--- START OF Given data ---

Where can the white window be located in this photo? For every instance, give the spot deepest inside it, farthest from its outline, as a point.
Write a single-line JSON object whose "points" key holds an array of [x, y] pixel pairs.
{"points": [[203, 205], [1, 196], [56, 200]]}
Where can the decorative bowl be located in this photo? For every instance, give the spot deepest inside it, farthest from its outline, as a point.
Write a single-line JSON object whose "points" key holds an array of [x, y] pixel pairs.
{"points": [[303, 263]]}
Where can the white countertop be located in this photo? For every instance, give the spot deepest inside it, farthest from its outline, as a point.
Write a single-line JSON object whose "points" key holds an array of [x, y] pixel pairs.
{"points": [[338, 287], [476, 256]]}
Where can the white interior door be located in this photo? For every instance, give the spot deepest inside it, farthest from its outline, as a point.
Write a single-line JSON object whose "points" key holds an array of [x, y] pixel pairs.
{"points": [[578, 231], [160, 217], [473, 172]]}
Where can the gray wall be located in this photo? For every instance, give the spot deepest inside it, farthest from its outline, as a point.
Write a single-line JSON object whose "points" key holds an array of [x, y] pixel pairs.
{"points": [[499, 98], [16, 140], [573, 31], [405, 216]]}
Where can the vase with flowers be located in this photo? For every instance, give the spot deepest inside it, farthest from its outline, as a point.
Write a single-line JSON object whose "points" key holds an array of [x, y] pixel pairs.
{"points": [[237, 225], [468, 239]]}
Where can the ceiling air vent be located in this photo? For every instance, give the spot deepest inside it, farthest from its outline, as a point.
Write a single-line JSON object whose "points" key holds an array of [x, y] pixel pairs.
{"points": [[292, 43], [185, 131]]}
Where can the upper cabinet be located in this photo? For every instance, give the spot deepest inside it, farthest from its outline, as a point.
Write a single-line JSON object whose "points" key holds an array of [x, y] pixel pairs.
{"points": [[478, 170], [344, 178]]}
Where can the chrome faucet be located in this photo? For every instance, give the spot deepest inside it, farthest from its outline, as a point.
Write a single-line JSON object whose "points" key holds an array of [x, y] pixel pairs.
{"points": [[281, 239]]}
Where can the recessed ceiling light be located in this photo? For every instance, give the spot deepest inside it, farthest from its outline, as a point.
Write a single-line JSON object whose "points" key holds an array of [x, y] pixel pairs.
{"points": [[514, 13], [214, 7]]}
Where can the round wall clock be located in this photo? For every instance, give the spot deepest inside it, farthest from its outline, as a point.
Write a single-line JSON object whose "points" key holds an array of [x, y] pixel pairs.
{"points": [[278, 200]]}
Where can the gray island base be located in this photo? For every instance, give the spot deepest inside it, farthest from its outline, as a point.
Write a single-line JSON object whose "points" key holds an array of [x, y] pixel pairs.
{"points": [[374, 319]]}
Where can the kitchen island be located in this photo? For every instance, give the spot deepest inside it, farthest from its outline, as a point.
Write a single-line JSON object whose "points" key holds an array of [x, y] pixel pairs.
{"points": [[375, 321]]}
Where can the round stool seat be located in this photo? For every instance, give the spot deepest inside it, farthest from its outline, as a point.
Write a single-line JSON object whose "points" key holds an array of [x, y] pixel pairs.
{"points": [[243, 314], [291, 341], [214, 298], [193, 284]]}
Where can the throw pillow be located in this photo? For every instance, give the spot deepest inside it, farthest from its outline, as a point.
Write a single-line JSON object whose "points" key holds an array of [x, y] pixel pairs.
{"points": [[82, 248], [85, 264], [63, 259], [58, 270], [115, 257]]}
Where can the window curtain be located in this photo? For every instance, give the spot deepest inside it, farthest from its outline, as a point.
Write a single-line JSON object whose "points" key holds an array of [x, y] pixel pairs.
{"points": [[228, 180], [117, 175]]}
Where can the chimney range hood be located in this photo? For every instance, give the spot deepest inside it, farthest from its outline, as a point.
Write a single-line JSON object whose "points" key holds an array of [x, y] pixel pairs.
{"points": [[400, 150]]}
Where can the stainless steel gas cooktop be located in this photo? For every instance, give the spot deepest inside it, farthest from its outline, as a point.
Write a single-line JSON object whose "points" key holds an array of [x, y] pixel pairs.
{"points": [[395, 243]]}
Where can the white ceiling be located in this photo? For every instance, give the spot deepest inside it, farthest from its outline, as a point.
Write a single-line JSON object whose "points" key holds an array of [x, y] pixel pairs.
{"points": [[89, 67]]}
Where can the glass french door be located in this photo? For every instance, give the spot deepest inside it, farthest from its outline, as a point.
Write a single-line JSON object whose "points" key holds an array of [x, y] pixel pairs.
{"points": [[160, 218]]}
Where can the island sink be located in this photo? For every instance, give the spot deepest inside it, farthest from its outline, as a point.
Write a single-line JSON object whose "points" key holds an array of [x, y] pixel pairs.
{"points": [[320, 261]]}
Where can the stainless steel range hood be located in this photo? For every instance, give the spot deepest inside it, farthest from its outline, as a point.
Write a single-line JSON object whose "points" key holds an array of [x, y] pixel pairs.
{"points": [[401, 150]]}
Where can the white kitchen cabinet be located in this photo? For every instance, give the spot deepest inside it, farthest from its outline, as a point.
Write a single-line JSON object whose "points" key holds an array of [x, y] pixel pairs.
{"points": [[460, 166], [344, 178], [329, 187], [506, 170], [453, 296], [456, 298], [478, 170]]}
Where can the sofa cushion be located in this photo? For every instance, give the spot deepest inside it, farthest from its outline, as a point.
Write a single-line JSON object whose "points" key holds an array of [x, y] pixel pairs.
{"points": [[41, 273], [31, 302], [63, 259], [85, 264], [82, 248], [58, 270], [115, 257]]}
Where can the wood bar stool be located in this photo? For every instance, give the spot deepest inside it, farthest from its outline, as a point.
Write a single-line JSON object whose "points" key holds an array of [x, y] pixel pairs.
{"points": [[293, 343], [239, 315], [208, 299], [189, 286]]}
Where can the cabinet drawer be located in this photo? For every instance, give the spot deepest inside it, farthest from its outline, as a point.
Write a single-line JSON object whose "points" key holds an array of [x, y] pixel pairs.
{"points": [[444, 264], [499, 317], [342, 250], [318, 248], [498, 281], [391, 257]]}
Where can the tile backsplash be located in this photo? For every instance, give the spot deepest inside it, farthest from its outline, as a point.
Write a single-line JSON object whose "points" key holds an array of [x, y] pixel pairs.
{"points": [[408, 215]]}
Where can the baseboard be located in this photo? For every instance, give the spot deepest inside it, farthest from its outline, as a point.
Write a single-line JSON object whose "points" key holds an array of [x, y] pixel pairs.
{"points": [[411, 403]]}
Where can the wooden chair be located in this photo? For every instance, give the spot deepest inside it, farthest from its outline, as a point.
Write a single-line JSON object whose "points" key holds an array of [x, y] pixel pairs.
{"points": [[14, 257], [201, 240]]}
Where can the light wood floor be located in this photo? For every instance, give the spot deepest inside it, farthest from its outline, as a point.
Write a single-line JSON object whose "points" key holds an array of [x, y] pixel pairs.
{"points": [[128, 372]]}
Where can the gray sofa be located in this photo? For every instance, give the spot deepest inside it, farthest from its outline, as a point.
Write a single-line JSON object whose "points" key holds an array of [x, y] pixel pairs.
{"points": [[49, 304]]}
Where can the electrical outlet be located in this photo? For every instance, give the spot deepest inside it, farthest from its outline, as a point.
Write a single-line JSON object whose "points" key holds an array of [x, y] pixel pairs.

--- END OF Given data ---

= Work required =
Repeat all the entries word for word.

= Problem solution =
Where can the white window be located in this photo? For every instance, give the spot deepest inside it, farthest from its outline, as a point.
Write a single-line JSON object whose "points" key holds an array of [x, y] pixel pairs.
{"points": [[203, 205], [1, 196], [56, 200]]}
Where can the decorative bowl be located in this photo? For every instance, give the spot deepest inside it, farthest from its outline, as a point.
Write a single-line JSON object whose "points" key holds an array of [x, y] pixel pairs.
{"points": [[303, 263]]}
Where can the white countertop be located in this photo? For every instance, give the spot deepest inside it, farthest from its outline, as a point.
Write a single-line JSON object whose "points" key holds an array of [x, y] pixel pairs.
{"points": [[338, 287], [476, 256]]}
Where can the white interior door be located in this photo? For every instance, give the spot deepest inside it, farthest from its outline, as a point.
Write a single-line JSON object whose "points" key holds an array of [x, y] pixel pairs.
{"points": [[578, 231], [160, 217], [473, 172]]}
Where can the gray wall be located in this photo? For every instance, give the spot deepest inside it, farthest from its outline, as a point.
Write a single-line JSON object whose "points" key holds an array of [x, y] pixel pairs.
{"points": [[499, 98], [16, 140], [573, 31], [405, 216]]}
Where can the vase with flowers be located in this photo? For every instance, give the spot deepest inside it, farthest from its outline, as a point.
Write a single-line JSON object whose "points" key holds an array of [x, y] pixel pairs.
{"points": [[237, 225], [468, 239]]}
Where can the ceiling air vent be located in this photo? For every instance, give the spot deepest inside it, farthest from its outline, as a point.
Write a single-line JSON object whose "points" key holds an array of [x, y] pixel pairs.
{"points": [[292, 43], [185, 131]]}
Where can the upper cabinet be located in this photo? For every instance, give the spot deepest inside it, farthest from its outline, as a point.
Write a single-line JSON object whose "points" key holds an array of [x, y] pixel pairs.
{"points": [[478, 170], [344, 178]]}
Where can the chrome faucet be located in this photo? For every instance, give the spot deepest inside it, farthest from its outline, as a point.
Write a single-line JSON object whose "points" key holds an array of [x, y] pixel pairs.
{"points": [[281, 239]]}
Where can the recessed ceiling light be located in this photo? For every instance, give the spot deepest inside it, farthest from its outline, as a point.
Write a single-line JSON object whose "points" key holds an array of [x, y] pixel pairs.
{"points": [[514, 13], [214, 7]]}
Where can the round wall clock be located in this photo? For every instance, give the spot deepest inside it, farthest from its outline, as a point.
Write a single-line JSON object whose "points" key holds an array of [x, y] pixel pairs.
{"points": [[278, 200]]}
Where can the gray island base be located in this photo? For every instance, give the spot deepest inside it, farthest from its outline, as a point.
Write a single-line JSON object whose "points" key holds an array of [x, y] pixel pairs.
{"points": [[374, 319]]}
Where can the kitchen island be located in this photo? For every instance, give the spot deepest inside it, farthest from its outline, as a point.
Write a single-line JSON object whose "points" key holds an array of [x, y] pixel pairs.
{"points": [[375, 321]]}
Where can the round stool seat be located in this photo? For every instance, give the spot deepest inside it, farthest from its outline, as a point.
Write a single-line JSON object whose "points" key holds an array of [x, y] pixel pairs.
{"points": [[243, 314], [291, 341], [214, 298], [193, 284]]}
Where can the throw pillow be located in this photo? For every instance, give the spot deepest inside it, farthest from its outline, as a point.
Write a single-line JSON object whose "points" key holds an array of [x, y] pixel pairs.
{"points": [[82, 248], [85, 264], [63, 259], [58, 270], [115, 257]]}
Where can the window curtain be located in this photo? For every instance, give the spot deepest inside it, farthest from its outline, as a point.
Write a single-line JSON object whose "points" key holds an array of [x, y] pixel pairs.
{"points": [[228, 180], [117, 175]]}
Where can the chimney range hood be located in this photo? For every instance, give the spot deepest inside it, farthest from its outline, as a point.
Write a single-line JSON object whose "points" key holds an array of [x, y] pixel pairs.
{"points": [[400, 150]]}
Where can the stainless steel gas cooktop be located in this photo? For every instance, give the spot deepest inside it, farthest from its outline, as a point.
Write a single-line JSON object whose "points" key holds an array of [x, y] pixel pairs.
{"points": [[395, 243]]}
Where can the white ceiling be located in this photo? For every instance, give the spot deepest inside it, farthest from its outline, as a point.
Write a single-line JSON object whose "points" key holds an array of [x, y] pixel pairs.
{"points": [[89, 67]]}
Where can the glass french door be located in this photo? For every instance, give the spot deepest inside it, farthest from its outline, as a point.
Write a single-line JSON object whose "points" key holds an array of [x, y] pixel pairs.
{"points": [[160, 218]]}
Where can the island sink be located in this photo? For every instance, give the spot deepest inside it, farthest from its outline, as a point.
Write a single-line JSON object whose "points" key holds an array of [x, y] pixel pairs.
{"points": [[320, 261]]}
Where can the stainless steel range hood be located in this photo? For every instance, give the spot deepest inside it, farthest from its outline, as a point.
Write a single-line JSON object whose "points" key holds an array of [x, y] pixel pairs.
{"points": [[401, 150]]}
Where can the white kitchen cabinet be located in this photo? For every instance, give the spot deepest inside it, farthest from its outline, as a point.
Write a single-line JSON object whose "points" key holds an array of [x, y] pixel pairs.
{"points": [[460, 166], [344, 178], [329, 187], [506, 170], [453, 296], [456, 298], [478, 170]]}
Where can the sofa cushion be located in this photo? For every instance, give the spot deepest inside it, farthest from its outline, as a point.
Write a single-line JSON object whose "points" key holds an array of [x, y] pixel pairs.
{"points": [[41, 273], [31, 302], [63, 259], [85, 264], [82, 248], [58, 270], [115, 257]]}
Where can the wood bar stool be located in this photo? For every instance, give the spot deepest inside it, farthest from its outline, as a point.
Write a single-line JSON object whose "points" key holds an array of [x, y] pixel pairs.
{"points": [[293, 343], [239, 315], [208, 299], [189, 286]]}
Where can the cabinet drawer be located in this photo? For every instance, give the spot deepest inside it, farthest from its outline, as a point.
Write a single-line JSON object whose "points" key holds an array of [x, y] pixel pairs.
{"points": [[444, 264], [499, 317], [342, 250], [318, 248], [498, 281], [391, 257]]}
Where can the tile backsplash be located in this photo? For every instance, give the spot deepest inside it, farthest from its outline, as a point.
Write a single-line JSON object whose "points" key holds an array of [x, y] pixel pairs.
{"points": [[408, 215]]}
Where can the baseboard be located in this photo? For every instance, give the spot deepest inside it, farthest from its outline, as a point.
Write a single-line JSON object whose "points" key holds an array of [x, y] pixel pairs.
{"points": [[411, 403]]}
Where can the wooden chair be located in this photo? For every instance, give the spot deepest inside it, farthest from its outline, as a point.
Write a single-line JSON object whose "points" key holds an array of [x, y] pixel pairs.
{"points": [[14, 257], [201, 240]]}
Where can the light wood floor be located in this photo? For every instance, give the spot deepest inside it, farthest from its outline, as a point.
Write a single-line JSON object whose "points" key holds an array of [x, y] pixel pairs.
{"points": [[128, 372]]}
Where can the gray sofa be located in this photo? For every instance, give the spot deepest inside it, farthest from its outline, as a point.
Write a single-line JSON object whose "points" key holds an array of [x, y] pixel pairs.
{"points": [[49, 304]]}
Where can the electrical outlet be located in this photo? For every instance, give the spot deepest inside it, farthest from its outline, as a point.
Write a single-line JSON object whose "points" key holds an array of [x, y] pixel pairs.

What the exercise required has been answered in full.